Copy every one of the following entries verbatim, line by line, leaving the picture out of your answer.

(begin)

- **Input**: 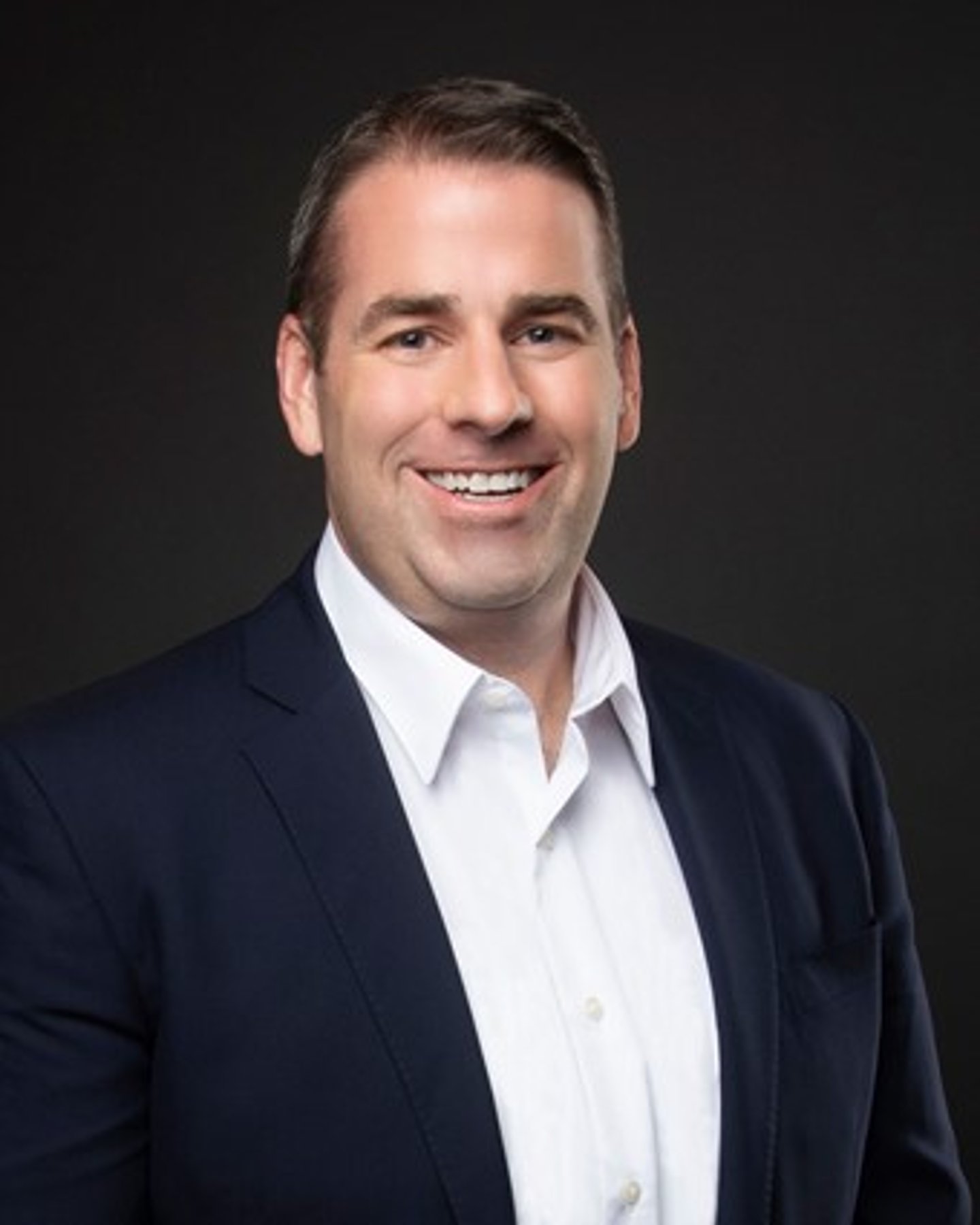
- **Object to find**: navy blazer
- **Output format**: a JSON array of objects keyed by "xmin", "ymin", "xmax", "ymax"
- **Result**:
[{"xmin": 0, "ymin": 559, "xmax": 969, "ymax": 1225}]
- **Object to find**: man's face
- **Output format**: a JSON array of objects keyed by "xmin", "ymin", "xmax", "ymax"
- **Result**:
[{"xmin": 278, "ymin": 162, "xmax": 640, "ymax": 638}]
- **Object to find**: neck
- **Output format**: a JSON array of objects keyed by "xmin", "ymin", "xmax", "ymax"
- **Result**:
[{"xmin": 425, "ymin": 597, "xmax": 574, "ymax": 774}]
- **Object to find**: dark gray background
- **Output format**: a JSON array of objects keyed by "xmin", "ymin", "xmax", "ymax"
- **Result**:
[{"xmin": 0, "ymin": 0, "xmax": 980, "ymax": 1181}]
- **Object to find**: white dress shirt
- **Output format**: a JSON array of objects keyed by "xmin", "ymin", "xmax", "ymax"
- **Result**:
[{"xmin": 316, "ymin": 528, "xmax": 720, "ymax": 1225}]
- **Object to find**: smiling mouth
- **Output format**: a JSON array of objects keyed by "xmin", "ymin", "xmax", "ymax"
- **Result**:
[{"xmin": 423, "ymin": 468, "xmax": 544, "ymax": 501}]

(end)

■ **ANSWER TO THIS EXERCISE**:
- **Input**: 
- **Object to find**: navy blazer
- **Output format**: a JSON array of objects keyed by "xmin", "ymin", "xmax", "ymax"
- **Result**:
[{"xmin": 0, "ymin": 559, "xmax": 969, "ymax": 1225}]
- **Object to find**: man's face
- **Output format**: a JSON array of objects keyed by "xmin", "ymin", "xmax", "ymax"
- **Result**:
[{"xmin": 278, "ymin": 162, "xmax": 640, "ymax": 638}]
- **Object to find**: neck
- **Output format**: a JSON array of objects keyed by "xmin", "ymin", "xmax", "ymax"
- **Result**:
[{"xmin": 425, "ymin": 597, "xmax": 574, "ymax": 774}]
- **Object to find**: dark gray background
- **Output format**: a JSON array of objects keyed by "xmin", "ymin", "xmax", "ymax"
- **Result**:
[{"xmin": 0, "ymin": 0, "xmax": 980, "ymax": 1181}]
- **Object to find**: white dress shirt
- **Output format**: a JSON array of objects keyed by "xmin", "ymin", "xmax", "ymax"
- **Result**:
[{"xmin": 316, "ymin": 528, "xmax": 720, "ymax": 1225}]
- **Object to find**: smiling mouth
- **Output format**: a JSON array of objects keyed by "xmin", "ymin", "xmax", "ymax"
- **Result**:
[{"xmin": 423, "ymin": 468, "xmax": 544, "ymax": 501}]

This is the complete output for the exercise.